A faithful, complete copy of the entries below is required, with images removed.

DATASET EXTRACT »
▶
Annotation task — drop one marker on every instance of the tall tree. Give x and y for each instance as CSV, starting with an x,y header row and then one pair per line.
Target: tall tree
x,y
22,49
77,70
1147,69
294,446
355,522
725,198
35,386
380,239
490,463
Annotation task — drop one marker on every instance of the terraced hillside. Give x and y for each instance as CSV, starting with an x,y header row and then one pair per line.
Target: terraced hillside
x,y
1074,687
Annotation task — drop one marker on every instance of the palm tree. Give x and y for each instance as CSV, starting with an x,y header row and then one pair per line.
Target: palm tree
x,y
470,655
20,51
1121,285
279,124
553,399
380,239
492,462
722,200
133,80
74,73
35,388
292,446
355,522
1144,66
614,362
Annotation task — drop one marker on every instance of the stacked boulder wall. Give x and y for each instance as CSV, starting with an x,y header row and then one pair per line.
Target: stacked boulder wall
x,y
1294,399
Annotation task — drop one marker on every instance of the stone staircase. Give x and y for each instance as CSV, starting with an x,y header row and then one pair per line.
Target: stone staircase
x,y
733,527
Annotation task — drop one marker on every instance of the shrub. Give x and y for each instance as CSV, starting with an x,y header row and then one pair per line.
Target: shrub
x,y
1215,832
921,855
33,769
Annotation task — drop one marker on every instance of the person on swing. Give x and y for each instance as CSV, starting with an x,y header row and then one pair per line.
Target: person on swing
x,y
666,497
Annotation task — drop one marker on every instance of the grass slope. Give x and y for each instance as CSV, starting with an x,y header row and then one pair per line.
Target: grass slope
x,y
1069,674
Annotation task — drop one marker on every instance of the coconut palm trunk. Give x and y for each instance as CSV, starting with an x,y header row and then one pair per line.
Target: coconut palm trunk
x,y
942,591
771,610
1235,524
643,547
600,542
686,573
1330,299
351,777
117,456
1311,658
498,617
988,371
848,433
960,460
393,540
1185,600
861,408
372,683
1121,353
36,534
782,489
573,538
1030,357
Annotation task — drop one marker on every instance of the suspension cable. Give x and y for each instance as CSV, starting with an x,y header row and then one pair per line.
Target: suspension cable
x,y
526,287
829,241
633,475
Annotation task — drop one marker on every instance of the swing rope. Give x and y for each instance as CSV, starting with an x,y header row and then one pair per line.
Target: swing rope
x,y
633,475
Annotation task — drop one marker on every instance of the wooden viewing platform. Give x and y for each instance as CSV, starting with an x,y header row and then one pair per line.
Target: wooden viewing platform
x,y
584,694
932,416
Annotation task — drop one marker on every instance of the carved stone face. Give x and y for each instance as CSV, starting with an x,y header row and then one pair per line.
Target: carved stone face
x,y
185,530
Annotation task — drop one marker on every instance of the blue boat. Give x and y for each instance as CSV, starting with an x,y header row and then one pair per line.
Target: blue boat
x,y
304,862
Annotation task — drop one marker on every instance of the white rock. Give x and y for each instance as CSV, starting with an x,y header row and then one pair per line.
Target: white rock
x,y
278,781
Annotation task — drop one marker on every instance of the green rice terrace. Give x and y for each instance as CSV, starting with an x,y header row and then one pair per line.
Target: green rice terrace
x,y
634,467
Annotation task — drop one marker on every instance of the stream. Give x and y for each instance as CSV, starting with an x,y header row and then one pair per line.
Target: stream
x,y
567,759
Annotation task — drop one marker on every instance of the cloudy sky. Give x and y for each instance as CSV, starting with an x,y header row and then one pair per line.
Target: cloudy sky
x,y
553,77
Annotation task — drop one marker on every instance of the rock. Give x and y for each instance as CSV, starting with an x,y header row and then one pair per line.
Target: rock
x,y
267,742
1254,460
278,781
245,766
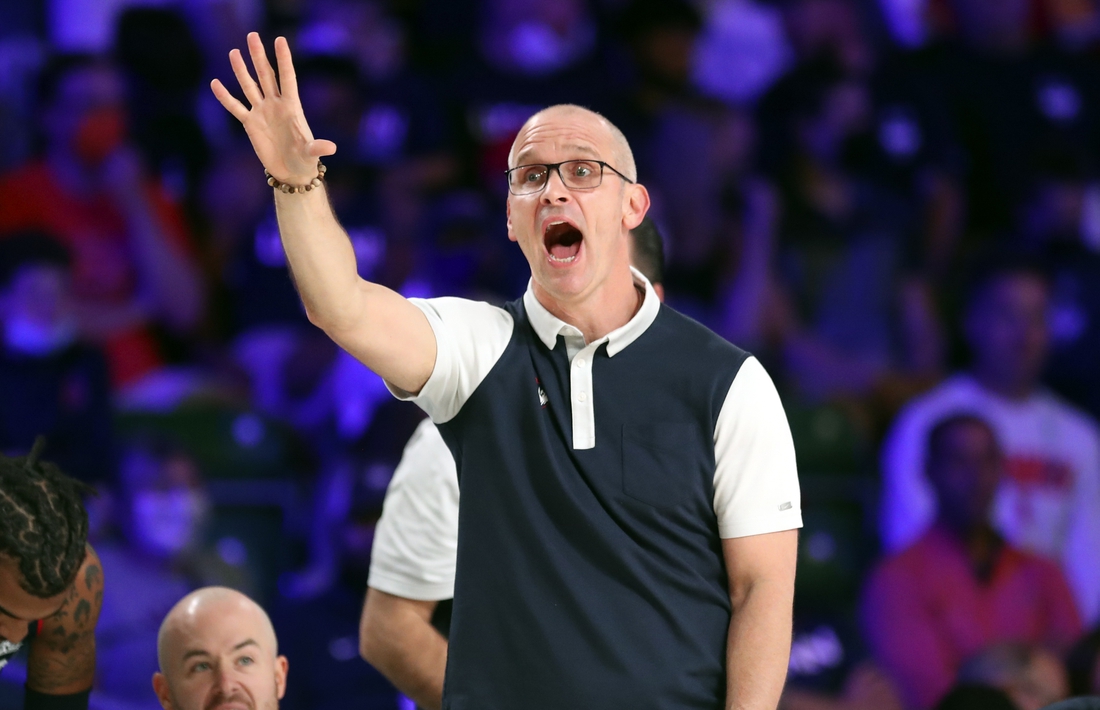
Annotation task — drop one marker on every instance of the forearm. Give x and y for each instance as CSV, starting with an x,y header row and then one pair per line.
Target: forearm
x,y
396,636
759,647
320,257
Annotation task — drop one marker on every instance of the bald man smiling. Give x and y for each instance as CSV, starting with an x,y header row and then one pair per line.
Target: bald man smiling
x,y
217,650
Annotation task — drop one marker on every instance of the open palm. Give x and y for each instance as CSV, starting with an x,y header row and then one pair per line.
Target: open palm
x,y
275,123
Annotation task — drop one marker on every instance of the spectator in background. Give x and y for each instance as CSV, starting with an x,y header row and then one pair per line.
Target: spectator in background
x,y
528,54
1084,665
1054,220
160,555
53,384
961,587
320,633
1031,676
132,260
1048,501
217,647
843,303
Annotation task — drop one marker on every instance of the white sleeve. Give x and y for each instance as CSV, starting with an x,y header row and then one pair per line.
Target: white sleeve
x,y
470,337
756,480
909,503
1081,554
416,538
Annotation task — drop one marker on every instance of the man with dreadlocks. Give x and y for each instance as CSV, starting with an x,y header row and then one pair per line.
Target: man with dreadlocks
x,y
51,581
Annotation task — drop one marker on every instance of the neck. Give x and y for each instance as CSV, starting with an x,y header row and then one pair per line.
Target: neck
x,y
74,177
600,312
981,544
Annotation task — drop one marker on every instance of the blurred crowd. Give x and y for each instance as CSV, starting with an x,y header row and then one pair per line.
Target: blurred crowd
x,y
893,204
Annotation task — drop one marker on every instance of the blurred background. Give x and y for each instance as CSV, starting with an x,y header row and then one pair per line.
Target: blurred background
x,y
893,204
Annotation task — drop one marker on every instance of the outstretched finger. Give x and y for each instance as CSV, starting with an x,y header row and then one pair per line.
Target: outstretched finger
x,y
239,110
287,79
241,72
321,148
263,67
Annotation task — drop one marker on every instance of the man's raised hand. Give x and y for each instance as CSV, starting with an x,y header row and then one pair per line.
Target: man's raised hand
x,y
275,123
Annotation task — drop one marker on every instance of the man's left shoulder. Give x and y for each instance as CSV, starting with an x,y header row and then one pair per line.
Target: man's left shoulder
x,y
685,335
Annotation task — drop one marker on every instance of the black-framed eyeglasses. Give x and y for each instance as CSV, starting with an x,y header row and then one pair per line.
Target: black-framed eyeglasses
x,y
527,179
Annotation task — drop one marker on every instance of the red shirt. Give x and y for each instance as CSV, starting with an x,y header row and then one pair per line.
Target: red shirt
x,y
925,611
103,269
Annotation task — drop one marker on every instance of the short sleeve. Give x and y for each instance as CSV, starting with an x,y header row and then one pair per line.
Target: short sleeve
x,y
470,338
416,538
756,482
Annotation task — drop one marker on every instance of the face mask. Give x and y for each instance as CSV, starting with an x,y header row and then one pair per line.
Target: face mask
x,y
35,338
99,134
167,522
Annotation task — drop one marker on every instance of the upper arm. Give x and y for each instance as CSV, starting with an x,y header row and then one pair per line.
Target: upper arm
x,y
416,538
766,559
392,337
63,655
756,482
388,624
469,338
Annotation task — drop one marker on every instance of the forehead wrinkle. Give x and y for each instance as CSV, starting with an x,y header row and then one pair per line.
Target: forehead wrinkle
x,y
569,149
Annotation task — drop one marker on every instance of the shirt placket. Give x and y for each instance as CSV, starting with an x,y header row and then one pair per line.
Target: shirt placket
x,y
581,397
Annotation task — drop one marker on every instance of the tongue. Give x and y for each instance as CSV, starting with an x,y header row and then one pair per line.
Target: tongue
x,y
564,250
◀
EXPECTED ANSWER »
Annotation task — drop one marker on every instance of the tall tree. Give x and y for each instance as CSV, starting with an x,y header row and then one pair per line.
Target: tall tree
x,y
22,49
77,70
1147,69
294,446
355,522
725,198
35,386
380,239
490,463
Annotation task — drop one marker on every instance of the terraced hillside. Give x and y for each instance as CSV, starting with an x,y header row and then one pair per line.
Target: terraced hillside
x,y
1074,687
Annotation task — drop one marker on every instance of the palm tree. Give x and y for each instance as CSV, starting with an x,y header row and then one pair per line.
Target: palm tree
x,y
470,655
20,51
1121,285
279,124
553,399
380,239
492,462
722,200
133,80
74,73
35,388
292,446
355,522
1144,66
614,362
Annotation task — drop one marker on every instance of the stacked boulder wall. Give x and y for each instance as CSV, starting with an x,y header row and then one pair per line.
Target: stacked boulder wall
x,y
1294,399
Annotation task — drop one marker on every instance of the stone staircase. Give x and y for each instance as CSV, starting with an x,y header row and then one pair per line.
Target: stone staircase
x,y
733,527
Annotation task — drop one marker on every instance of the shrub. Give x and y for each instance as CSV, starting with an x,y header row and then one pair per line.
Target: shrub
x,y
1215,832
921,855
33,769
Annotation task — drop one marker on every instance of the person on swing. Give x and y for each instance as CSV, starting with an x,y header row and then one pair per line.
Target: person on swing
x,y
666,497
Annotation task — drop one marker on every instance of the grass slope. Give x and y for each instance as CSV, starting with an x,y header row and then one pair per line.
Target: grass slope
x,y
1069,674
Annotation task — drop one marker on every instance of the coconut palm trunk. Give x and y for each instance as CSV, starting with an x,y header row and then one pair per line.
Target: coconut palm trunk
x,y
942,591
771,610
1235,524
643,547
600,542
686,573
1330,299
351,777
117,456
1311,658
498,617
988,371
848,433
960,460
393,540
1185,600
861,408
372,683
1121,353
36,534
782,489
573,538
1030,357
Annotation task — drop one marker on every instance of the suspension cable. Give x and y for each instance as CSV, starting with an x,y header row and then one pair per line.
Target: suspension cable
x,y
526,287
829,241
633,475
Annotation task — drop one marker on every instance of the swing rope. Give x and y for each instance as CSV, starting with an x,y header row and then one pair per line.
Target: swing rope
x,y
633,475
Annotation task — drop one marker on every instance of the wooden viewing platform. Give x and y for each instance as CSV, starting with an x,y header row and then one pair per line.
Target: wooden viewing platform
x,y
584,694
932,416
Annotation task — drop one marker on every instance of the carved stone face. Give x and y for each instance as CSV, starting with an x,y header row and then one pair per line.
Target: carved stone face
x,y
185,530
Annotation task — drop one marker on every instance of the blue boat. Give x and y for each instance as CSV, starting with an x,y header row and then one pair per line.
Target: blue boat
x,y
304,862
Annotation task — drop one marker on every instance of the white rock. Give x and y for each instance as CSV, starting with an x,y header row and then one pair per line.
Target: white rock
x,y
278,781
Annotation task — drop one marker on every instance of the green rice terrace. Give x and y for each instance as CSV, starting with an x,y header row and then one pair per line.
Target: green rice terrace
x,y
634,467
Annotation task — drop one marker on every instance of the stream. Give x and y for each instance as CSV, starting with an x,y header row and then one pair per line.
Target: stream
x,y
567,759
Annotation task — drop one marker on every instance of the cloudy sky. Give x and y for each instance as CSV, starting with an x,y header row and then one pair per line.
Target: cloudy sky
x,y
553,77
Annotation task — drop one marker on every instance of the rock. Give x and y for each instance as CSV, starting with an x,y header row and then one pair per line.
Target: rock
x,y
267,742
1254,460
278,781
245,766
Annotation task — drop one marker on every instance of the forearm. Give x and y for each instance as CSV, starting with an x,y header row and then one pair per line.
Target: forearm
x,y
396,636
759,647
320,257
Annotation task — drop one marker on every instance of the bald man smiling. Give x and y for each instance as CSV, starting with an x,y header row and then one pair per line.
Target: bald man smiling
x,y
217,650
Annotation task — drop one marker on every instance of the open palm. Give x and y for each instance as CSV, starting with an x,y header row and then one pair per line.
Target: open palm
x,y
275,123
Annotation task — drop one marker on every instance of the spectator in background. Give x and y for each instance as CSV, starting with an x,y header row and then one pair per line.
Target: spectator in background
x,y
528,54
1084,665
1054,220
160,555
53,384
961,587
320,633
1031,676
132,260
1048,501
217,647
843,303
Annotation task — drop one marker on every instance of the white sleeve. Give x and y for each instance as CSV, starting with an x,y header row and then one pair per line.
Target: white sleeve
x,y
470,337
756,480
909,503
1081,554
416,538
Annotation task — drop one marker on every instance of the man with dreadlocks. Give x and y for each instance as CSV, starting with an x,y header row and then one pair per line.
Target: man with dreadlocks
x,y
51,581
Annotation task — drop one marker on every instance of the neck. Give x and y for each instance as CSV, starting with an x,y header row and then one pair per line.
Target: neck
x,y
74,177
600,312
981,544
Annotation task — drop one marker on every instance of the blurred crowd. Give x and y for each instance as CSV, starting with an x,y header row and then one pair per line.
Target: blurred crowd
x,y
893,204
Annotation task — drop one marker on every instance of the blurred background. Give x and y for each instance as CSV, starting with an x,y header row and then one pair per line.
Target: blurred background
x,y
893,204
Annotation task — drop one marker on every instance of the outstretched finger. Give x and y for each instance as CSV, starting with an x,y header row and then one pair per line.
Target: outstretched finger
x,y
239,110
287,79
241,72
321,148
263,67
Annotation task — drop one marker on every instance of the man's raised hand. Give x and y for each instance as CSV, starting with an x,y header row and then one pair per line.
Target: man's raised hand
x,y
275,123
Annotation task — drop one marker on every instance of the man's left shoulder. Give x and y for each instance as CSV, starting with an x,y header row and then one pair per line.
Target: man's left shoulder
x,y
685,335
Annotation task — drop one marker on every instance of the black-framed eyeglasses. Give x and y for each instance as CSV, starting with an x,y header row and then one pair per line.
Target: black-framed eyeglasses
x,y
527,179
Annotation task — drop one marker on every instance of the red shirt. Give x and y for each instance as CSV, starting with an x,y header row and then one pair per line.
Target: red shirt
x,y
925,611
103,269
Annotation task — drop one marker on every instance of the short sleeve. Give x and y for each instance as CSV, starting with an x,y header row and then one pair per line.
Target: short sleeve
x,y
470,338
416,538
756,482
Annotation task — drop one marker on every instance of the face mask. Give x and y for each instance as CSV, starting with an x,y header row and then one pair per line.
Target: face mask
x,y
35,338
99,134
167,522
Annotation task — drop one marker on every instance of the upper arm. Give x and y for each instance as CSV, starting with an x,y header row and then one pair per line.
Target: upper arm
x,y
416,538
766,559
392,337
63,655
756,482
388,624
469,338
Annotation task — drop one marker on every instance of the forehead wrinkle. Give x and y for each instance as CSV, starting with an x,y header row and then one pair per line.
Target: forehead wrinkle
x,y
569,149
Annotation task — drop one marker on every instance of the shirt placket. Give x and y for each instance as CSV, starting with an x,y header row and then one pair per line.
Target: shirt placket
x,y
581,397
Annotation task — drop one marker on every instance of the tongue. Give x and y for each instance as CSV, starting with an x,y header row and then one pair per line.
Target: tongue
x,y
564,250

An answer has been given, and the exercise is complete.